PASSAGE GIVEN:
● ● ●
Sheriff Ed Gonzalez said Harris County has not been exempt from a nationwide increase in crime rate.

AUSTIN, Texas — Harris County Sheriff Ed Gonzalez said it’s time to take a serious look at investing in corrections infrastructure in one of the nation’s largest counties, including a new jail in one of the most rapidly growing areas in Texas.

Law enforcement experts say the nation is experiencing a crime wave and Harris County is not exempt.

“We definitely haven’t been immune to that, we’ve seen increases in homicides, we’ve seen increases in aggravated assaults,” Gonzalez said.

Gonzalez claimed judges are also contributing to the crime wave in Harris County by releasing violent criminals on bond.

“The court backlogs have had a huge impact as well on our crime rate," Gonzalez said. "When there are more people out on bond, it definitely isn’t a good thing when sometimes we’re waiting two, three, four years to return to court...there’s no accountability."

Gonzalez commands the state’s largest sheriff’s department whose jail is out of compliance with the state and is experiencing an inmate boom.

“It’s the first time that we’ve had over 10,000 inmates in more than a decade,” Gonzalez said.

In Austin, while at the Texas Tribune Festival, Gonzalez said a solution in part is investing in public safety infrastructure, including a new jail, to keep from sending inmates hundreds of miles away or across state lines to be housed.

“I do believe that it’s worth seriously considering it. I think our population’s grown, the buildings are outdated, the facilities are very limited in terms of programming that we can offer,” Gonzalez said.

Gonzalez wants a complex that will be able to house any future criminal justice disruptions, provide rehabilitation services, job training and adult education.

Gonzalez said 75% of those in Harris County’s custody right now are considered violent offenders, he says that number should be closer to 25%. 

Gonzalez added that despite outside narratives, Harris County has not defunded police.

“So I think there’s a lot of analysis that needs to be done so it’s not just a throwing a random number out there but being thoughtful, seeing what would that look like,” he said.
● ● ●
GIVEN ENTRIES:
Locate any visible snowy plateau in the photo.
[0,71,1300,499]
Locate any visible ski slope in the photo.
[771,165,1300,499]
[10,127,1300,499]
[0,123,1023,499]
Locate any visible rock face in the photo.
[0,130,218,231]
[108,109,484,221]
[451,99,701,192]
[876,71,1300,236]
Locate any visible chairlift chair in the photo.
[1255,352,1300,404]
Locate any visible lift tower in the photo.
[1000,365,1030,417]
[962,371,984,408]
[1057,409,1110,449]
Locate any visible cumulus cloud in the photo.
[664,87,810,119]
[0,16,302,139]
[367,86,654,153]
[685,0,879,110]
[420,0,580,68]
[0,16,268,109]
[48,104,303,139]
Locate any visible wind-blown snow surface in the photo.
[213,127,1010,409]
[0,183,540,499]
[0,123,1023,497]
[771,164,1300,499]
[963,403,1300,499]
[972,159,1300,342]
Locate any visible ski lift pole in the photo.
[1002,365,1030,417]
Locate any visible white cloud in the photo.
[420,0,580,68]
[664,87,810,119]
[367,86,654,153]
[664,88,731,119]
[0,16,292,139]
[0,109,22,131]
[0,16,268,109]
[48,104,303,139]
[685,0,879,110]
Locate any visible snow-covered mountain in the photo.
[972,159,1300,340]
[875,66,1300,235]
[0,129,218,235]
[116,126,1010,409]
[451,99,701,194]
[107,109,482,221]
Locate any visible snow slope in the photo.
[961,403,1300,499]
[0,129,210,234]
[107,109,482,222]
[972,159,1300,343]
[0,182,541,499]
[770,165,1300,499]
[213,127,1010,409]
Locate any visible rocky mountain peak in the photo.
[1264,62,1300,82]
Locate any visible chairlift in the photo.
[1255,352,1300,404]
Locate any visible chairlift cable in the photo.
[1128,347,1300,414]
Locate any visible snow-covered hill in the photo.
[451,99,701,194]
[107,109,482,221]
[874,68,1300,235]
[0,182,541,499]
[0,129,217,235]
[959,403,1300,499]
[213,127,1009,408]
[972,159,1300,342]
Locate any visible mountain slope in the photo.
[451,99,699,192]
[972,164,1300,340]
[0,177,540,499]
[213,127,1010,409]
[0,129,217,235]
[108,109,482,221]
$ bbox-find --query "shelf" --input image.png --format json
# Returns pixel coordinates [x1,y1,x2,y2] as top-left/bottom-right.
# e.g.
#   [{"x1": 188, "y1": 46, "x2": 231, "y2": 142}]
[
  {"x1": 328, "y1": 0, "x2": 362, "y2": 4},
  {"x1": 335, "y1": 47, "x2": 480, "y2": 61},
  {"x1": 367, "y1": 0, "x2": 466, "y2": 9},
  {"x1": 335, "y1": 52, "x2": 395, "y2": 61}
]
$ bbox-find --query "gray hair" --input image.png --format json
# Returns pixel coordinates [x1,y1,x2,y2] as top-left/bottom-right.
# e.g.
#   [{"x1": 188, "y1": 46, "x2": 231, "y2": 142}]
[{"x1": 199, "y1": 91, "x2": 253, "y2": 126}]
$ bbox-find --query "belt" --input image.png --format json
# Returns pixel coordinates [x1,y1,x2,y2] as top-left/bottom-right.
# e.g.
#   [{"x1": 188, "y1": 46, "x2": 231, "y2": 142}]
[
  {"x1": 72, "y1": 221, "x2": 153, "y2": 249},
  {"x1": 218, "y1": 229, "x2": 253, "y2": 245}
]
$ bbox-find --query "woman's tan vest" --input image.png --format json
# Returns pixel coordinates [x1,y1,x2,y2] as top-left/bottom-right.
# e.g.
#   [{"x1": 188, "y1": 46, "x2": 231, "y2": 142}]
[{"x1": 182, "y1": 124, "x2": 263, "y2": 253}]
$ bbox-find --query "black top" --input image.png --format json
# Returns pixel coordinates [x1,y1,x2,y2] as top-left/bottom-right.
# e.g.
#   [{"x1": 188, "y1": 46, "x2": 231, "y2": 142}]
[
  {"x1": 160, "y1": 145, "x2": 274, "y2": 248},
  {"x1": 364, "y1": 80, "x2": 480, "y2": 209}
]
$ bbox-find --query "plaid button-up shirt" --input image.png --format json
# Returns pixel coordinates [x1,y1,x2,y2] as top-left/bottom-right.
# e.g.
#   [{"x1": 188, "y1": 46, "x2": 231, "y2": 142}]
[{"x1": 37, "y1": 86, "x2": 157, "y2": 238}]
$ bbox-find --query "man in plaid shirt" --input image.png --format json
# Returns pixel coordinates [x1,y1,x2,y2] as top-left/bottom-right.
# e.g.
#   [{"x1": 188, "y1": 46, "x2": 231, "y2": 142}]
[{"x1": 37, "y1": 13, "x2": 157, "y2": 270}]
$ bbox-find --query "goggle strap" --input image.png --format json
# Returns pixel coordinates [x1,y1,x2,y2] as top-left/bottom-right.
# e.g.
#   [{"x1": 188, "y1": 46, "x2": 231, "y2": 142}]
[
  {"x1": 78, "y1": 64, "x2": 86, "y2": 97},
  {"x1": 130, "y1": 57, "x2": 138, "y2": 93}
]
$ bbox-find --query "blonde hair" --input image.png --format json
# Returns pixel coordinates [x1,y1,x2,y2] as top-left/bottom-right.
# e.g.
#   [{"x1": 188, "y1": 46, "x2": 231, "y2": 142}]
● ● ●
WORK INSTRUCTIONS:
(A) Reproduce everything in the Harris County sheriff article from "Gonzalez commands the" down to "and adult education.".
(B) According to the Harris County sheriff article, what event was Gonzalez attending in Austin when he proposed investing in a new jail?

RESPONSES TO THE EXERCISE:
(A)
Gonzalez commands the state’s largest sheriff’s department whose jail is out of compliance with the state and is experiencing an inmate boom.

“It’s the first time that we’ve had over 10,000 inmates in more than a decade,” Gonzalez said.

In Austin, while at the Texas Tribune Festival, Gonzalez said a solution in part is investing in public safety infrastructure, including a new jail, to keep from sending inmates hundreds of miles away or across state lines to be housed.

“I do believe that it’s worth seriously considering it. I think our population’s grown, the buildings are outdated, the facilities are very limited in terms of programming that we can offer,” Gonzalez said.

Gonzalez wants a complex that will be able to house any future criminal justice disruptions, provide rehabilitation services, job training and adult education.

(B) The Texas Tribune Festival.